• **What you will do**: Pick out every line in the items below that contains the word "player", and copy each of those lines in full.

• **Rows**:
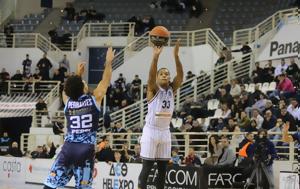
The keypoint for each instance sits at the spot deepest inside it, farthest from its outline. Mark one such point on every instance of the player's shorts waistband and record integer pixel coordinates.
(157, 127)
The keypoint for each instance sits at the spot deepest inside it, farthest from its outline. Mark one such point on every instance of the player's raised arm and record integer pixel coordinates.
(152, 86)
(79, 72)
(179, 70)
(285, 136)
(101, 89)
--
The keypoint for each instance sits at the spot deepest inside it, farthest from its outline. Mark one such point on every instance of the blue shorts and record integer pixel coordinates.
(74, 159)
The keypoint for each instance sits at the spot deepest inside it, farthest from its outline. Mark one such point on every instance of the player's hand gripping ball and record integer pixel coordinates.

• **Task result**:
The keypoint for each instance sits at the spot deepest inside it, farthest from its outline. Mark one such point on every instance of the player's shorts waistband and record integer pixel coordinates.
The keypoint for each instance sits at the spot deepest inside it, farthest from its outline. Mark one such point on every instance of the player's raised arm and record integer pixel coordinates.
The keypoint for each instance sits at the spot deepest inside it, farthest from its outline. Mark one such point on every instance of the player's hand gripping ball and record integer pixel coordinates.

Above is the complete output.